** START OF Task input **
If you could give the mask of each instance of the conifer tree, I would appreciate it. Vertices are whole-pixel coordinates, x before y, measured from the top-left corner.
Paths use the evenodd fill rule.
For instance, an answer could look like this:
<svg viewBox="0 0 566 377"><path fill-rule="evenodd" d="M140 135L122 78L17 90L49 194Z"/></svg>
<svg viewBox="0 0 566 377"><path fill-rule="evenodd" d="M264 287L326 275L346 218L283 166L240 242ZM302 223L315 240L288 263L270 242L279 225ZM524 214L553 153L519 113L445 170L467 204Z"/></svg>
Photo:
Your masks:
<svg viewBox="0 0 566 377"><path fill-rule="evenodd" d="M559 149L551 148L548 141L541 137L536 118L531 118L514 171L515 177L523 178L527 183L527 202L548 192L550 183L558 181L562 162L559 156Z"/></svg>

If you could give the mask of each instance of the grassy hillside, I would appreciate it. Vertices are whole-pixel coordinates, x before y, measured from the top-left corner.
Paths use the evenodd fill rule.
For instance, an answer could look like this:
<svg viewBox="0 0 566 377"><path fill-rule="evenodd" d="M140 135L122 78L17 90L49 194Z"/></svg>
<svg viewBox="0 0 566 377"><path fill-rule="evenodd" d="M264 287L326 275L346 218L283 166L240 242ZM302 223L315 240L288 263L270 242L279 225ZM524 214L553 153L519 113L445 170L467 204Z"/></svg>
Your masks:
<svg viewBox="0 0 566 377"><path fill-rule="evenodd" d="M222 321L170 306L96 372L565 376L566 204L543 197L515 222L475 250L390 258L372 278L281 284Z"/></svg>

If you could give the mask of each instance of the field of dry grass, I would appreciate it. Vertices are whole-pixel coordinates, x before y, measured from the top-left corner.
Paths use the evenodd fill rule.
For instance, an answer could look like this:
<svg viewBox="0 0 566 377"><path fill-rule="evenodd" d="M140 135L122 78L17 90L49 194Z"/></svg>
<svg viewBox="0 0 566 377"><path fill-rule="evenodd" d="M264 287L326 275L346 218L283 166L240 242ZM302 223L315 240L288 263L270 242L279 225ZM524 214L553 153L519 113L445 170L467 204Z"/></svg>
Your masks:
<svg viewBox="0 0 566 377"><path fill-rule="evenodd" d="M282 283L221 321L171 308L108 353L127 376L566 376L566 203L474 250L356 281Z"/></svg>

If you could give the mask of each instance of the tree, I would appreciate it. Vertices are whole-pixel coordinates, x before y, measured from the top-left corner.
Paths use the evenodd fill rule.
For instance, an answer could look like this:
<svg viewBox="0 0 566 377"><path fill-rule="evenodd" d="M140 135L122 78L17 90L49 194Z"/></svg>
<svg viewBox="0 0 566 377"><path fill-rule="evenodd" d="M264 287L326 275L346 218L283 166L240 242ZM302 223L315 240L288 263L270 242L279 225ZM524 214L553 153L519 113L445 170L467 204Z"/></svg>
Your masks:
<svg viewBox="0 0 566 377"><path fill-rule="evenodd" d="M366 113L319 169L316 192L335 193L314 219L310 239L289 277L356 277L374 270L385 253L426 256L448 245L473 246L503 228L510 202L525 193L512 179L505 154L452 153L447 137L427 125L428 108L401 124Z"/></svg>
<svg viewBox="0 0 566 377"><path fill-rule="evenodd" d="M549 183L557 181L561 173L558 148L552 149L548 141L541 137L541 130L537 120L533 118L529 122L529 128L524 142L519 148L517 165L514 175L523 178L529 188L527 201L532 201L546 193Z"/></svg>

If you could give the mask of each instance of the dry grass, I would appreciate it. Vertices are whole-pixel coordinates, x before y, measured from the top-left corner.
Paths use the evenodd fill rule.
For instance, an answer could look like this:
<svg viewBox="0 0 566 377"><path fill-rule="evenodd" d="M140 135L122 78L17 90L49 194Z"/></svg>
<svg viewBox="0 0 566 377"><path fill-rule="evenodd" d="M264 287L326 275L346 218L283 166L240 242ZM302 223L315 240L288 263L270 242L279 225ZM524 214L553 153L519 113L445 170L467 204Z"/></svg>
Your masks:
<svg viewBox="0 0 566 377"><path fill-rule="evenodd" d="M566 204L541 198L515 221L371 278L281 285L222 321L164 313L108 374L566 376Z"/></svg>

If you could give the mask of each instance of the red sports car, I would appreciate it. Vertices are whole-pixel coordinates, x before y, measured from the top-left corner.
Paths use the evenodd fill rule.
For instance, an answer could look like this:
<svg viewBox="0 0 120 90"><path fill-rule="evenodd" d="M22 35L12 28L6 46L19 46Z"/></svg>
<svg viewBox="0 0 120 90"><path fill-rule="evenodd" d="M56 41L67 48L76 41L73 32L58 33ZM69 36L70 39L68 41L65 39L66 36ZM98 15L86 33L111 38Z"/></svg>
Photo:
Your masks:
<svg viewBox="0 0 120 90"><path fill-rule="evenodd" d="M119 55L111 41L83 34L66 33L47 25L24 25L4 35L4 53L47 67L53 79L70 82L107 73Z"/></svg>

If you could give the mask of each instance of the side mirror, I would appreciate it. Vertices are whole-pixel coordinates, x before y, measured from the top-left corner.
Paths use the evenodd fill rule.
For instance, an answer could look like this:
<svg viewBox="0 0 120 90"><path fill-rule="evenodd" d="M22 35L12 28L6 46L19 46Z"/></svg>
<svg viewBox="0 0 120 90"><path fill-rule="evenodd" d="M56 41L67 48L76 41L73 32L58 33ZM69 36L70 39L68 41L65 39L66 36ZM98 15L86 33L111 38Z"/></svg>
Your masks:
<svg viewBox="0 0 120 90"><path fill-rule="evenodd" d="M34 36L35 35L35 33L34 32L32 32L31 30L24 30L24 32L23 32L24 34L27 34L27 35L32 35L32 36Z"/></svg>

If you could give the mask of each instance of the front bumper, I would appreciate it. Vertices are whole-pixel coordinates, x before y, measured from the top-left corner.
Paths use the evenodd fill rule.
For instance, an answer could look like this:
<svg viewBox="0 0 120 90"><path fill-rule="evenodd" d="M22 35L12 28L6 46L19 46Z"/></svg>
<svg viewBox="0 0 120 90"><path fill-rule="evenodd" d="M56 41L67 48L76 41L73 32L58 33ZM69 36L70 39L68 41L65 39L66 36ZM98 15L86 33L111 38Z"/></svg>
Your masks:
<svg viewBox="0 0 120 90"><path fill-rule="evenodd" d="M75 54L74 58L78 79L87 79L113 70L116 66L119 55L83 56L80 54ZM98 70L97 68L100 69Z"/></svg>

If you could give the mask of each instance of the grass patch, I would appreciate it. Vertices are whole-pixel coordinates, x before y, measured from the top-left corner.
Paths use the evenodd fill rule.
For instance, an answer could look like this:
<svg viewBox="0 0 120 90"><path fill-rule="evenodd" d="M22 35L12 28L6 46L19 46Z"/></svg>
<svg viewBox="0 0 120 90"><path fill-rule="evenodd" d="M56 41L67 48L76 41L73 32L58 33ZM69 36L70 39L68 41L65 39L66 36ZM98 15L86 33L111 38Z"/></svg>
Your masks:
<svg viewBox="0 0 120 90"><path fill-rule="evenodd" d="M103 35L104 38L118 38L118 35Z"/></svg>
** END OF Task input **
Exercise details |
Reproduce all of the data above word for word, keeping every line in its original order.

Answer in full |
If you could give the mask of each instance of the conifer tree, I would appreciate it. Vertices are whole-pixel coordinates, x before y, measured from the top-left corner.
Paths use the evenodd fill rule.
For instance, an answer could look like this:
<svg viewBox="0 0 566 377"><path fill-rule="evenodd" d="M140 135L122 78L17 90L49 194Z"/></svg>
<svg viewBox="0 0 566 377"><path fill-rule="evenodd" d="M264 287L326 275L346 218L283 166L240 242ZM302 223L315 240L288 263L270 242L279 225ZM524 214L553 153L519 113L445 170L467 204Z"/></svg>
Photo:
Your masks:
<svg viewBox="0 0 566 377"><path fill-rule="evenodd" d="M559 149L551 148L548 141L541 137L536 118L531 118L514 171L515 177L523 178L527 183L527 202L548 192L550 183L558 181L562 162L559 156Z"/></svg>

If you could give the mask of each instance of the grassy hillside, I would appreciate it. Vertices are whole-pixel coordinates, x before y, measured from the top-left corner.
Paths use the evenodd fill rule.
For instance, an answer could look like this:
<svg viewBox="0 0 566 377"><path fill-rule="evenodd" d="M140 135L122 78L17 90L49 194Z"/></svg>
<svg viewBox="0 0 566 377"><path fill-rule="evenodd" d="M264 287L326 275L346 218L283 166L240 242ZM302 223L315 240L288 263L270 242L279 225ZM524 214L553 153L519 113L445 170L467 204Z"/></svg>
Your masks:
<svg viewBox="0 0 566 377"><path fill-rule="evenodd" d="M222 321L170 306L96 372L565 376L566 204L543 197L515 222L475 250L390 258L372 278L281 284Z"/></svg>

If you could give the mask of each instance of the field of dry grass, I would appreciate it. Vertices are whole-pixel coordinates, x before y, measured from the top-left corner.
Paths use the evenodd fill rule.
For instance, an answer could look like this:
<svg viewBox="0 0 566 377"><path fill-rule="evenodd" d="M140 135L122 78L17 90L49 194Z"/></svg>
<svg viewBox="0 0 566 377"><path fill-rule="evenodd" d="M264 287L326 275L346 218L283 166L240 242ZM302 223L315 240L288 263L270 242L279 225ZM524 214L553 153L519 113L445 170L467 204Z"/></svg>
Your masks:
<svg viewBox="0 0 566 377"><path fill-rule="evenodd" d="M282 283L221 321L171 308L108 353L127 376L566 376L566 203L474 250L356 281Z"/></svg>

If you could give the mask of each instance of the tree, I would appreciate it. Vertices are whole-pixel coordinates, x before y, measured from the top-left corner.
Paths use the evenodd fill rule.
For instance, an answer could look like this:
<svg viewBox="0 0 566 377"><path fill-rule="evenodd" d="M140 135L122 78L17 90L49 194Z"/></svg>
<svg viewBox="0 0 566 377"><path fill-rule="evenodd" d="M264 287L326 275L346 218L283 166L240 242ZM302 223L315 240L288 263L270 242L279 225ZM524 214L553 153L519 113L445 170L467 204Z"/></svg>
Your masks:
<svg viewBox="0 0 566 377"><path fill-rule="evenodd" d="M366 113L319 169L316 192L335 193L314 219L310 239L289 277L356 277L374 270L385 253L426 256L448 245L473 246L503 228L510 202L525 193L512 179L505 154L452 153L447 137L427 125L428 108L401 124Z"/></svg>
<svg viewBox="0 0 566 377"><path fill-rule="evenodd" d="M549 183L557 181L561 173L558 148L552 149L548 141L541 137L541 130L537 120L533 118L529 122L529 128L524 142L519 148L517 165L514 175L523 178L529 188L527 201L532 201L546 193Z"/></svg>

If you could give the mask of each instance of the dry grass, I would appreciate it. Vertices are whole-pixel coordinates, x before y, measured from the top-left corner.
Paths use the evenodd fill rule.
For instance, an answer could look like this:
<svg viewBox="0 0 566 377"><path fill-rule="evenodd" d="M140 135L122 78L17 90L49 194Z"/></svg>
<svg viewBox="0 0 566 377"><path fill-rule="evenodd" d="M264 287L326 275L346 218L283 166L240 242ZM302 223L315 240L288 263L270 242L279 225ZM524 214L553 153L519 113L445 170L467 204Z"/></svg>
Your masks:
<svg viewBox="0 0 566 377"><path fill-rule="evenodd" d="M566 204L541 198L515 221L371 278L281 285L222 321L164 313L108 374L566 376Z"/></svg>

If you could give the mask of each instance of the red sports car, I would appreciate it. Vertices are whole-pixel coordinates, x before y, measured from the top-left corner.
Paths use the evenodd fill rule.
For instance, an answer could look like this:
<svg viewBox="0 0 120 90"><path fill-rule="evenodd" d="M22 35L12 28L6 46L19 46Z"/></svg>
<svg viewBox="0 0 120 90"><path fill-rule="evenodd" d="M56 41L67 48L76 41L73 32L58 33ZM69 36L70 39L68 41L65 39L66 36ZM98 15L86 33L111 38Z"/></svg>
Photo:
Your masks:
<svg viewBox="0 0 120 90"><path fill-rule="evenodd" d="M119 55L111 41L83 34L66 33L47 25L24 25L4 35L4 53L47 67L53 79L70 82L107 73Z"/></svg>

If you could give the mask of each instance of the side mirror, I would appreciate it. Vertices are whole-pixel coordinates, x before y, measured from the top-left corner.
Paths use the evenodd fill rule.
For instance, an answer could look like this:
<svg viewBox="0 0 120 90"><path fill-rule="evenodd" d="M22 35L12 28L6 46L19 46Z"/></svg>
<svg viewBox="0 0 120 90"><path fill-rule="evenodd" d="M56 41L67 48L76 41L73 32L58 33ZM69 36L70 39L68 41L65 39L66 36ZM98 15L86 33L111 38Z"/></svg>
Your masks:
<svg viewBox="0 0 120 90"><path fill-rule="evenodd" d="M34 36L35 35L35 33L34 32L32 32L31 30L24 30L24 32L23 32L24 34L27 34L27 35L32 35L32 36Z"/></svg>

If you could give the mask of each instance of the front bumper, I would appreciate it. Vertices are whole-pixel coordinates, x before y, measured from the top-left corner.
Paths use the evenodd fill rule.
For instance, an answer could look like this:
<svg viewBox="0 0 120 90"><path fill-rule="evenodd" d="M22 35L12 28L6 46L19 46Z"/></svg>
<svg viewBox="0 0 120 90"><path fill-rule="evenodd" d="M56 41L67 48L76 41L73 32L58 33ZM69 36L70 39L68 41L65 39L66 36ZM98 15L86 33L111 38Z"/></svg>
Your masks:
<svg viewBox="0 0 120 90"><path fill-rule="evenodd" d="M75 54L74 58L78 79L87 79L113 70L116 66L119 55L83 56L80 54ZM98 70L97 68L100 69Z"/></svg>

If you could give the mask of each instance of the grass patch, I would appreciate it. Vertices are whole-pixel coordinates, x before y, measured from the top-left corner.
Paths use the evenodd fill rule.
For instance, an answer could look like this:
<svg viewBox="0 0 120 90"><path fill-rule="evenodd" d="M22 35L12 28L6 46L19 46Z"/></svg>
<svg viewBox="0 0 120 90"><path fill-rule="evenodd" d="M56 41L67 48L76 41L73 32L58 33ZM69 36L70 39L68 41L65 39L66 36ZM98 15L86 33L111 38Z"/></svg>
Your masks:
<svg viewBox="0 0 120 90"><path fill-rule="evenodd" d="M103 35L104 38L118 38L118 35Z"/></svg>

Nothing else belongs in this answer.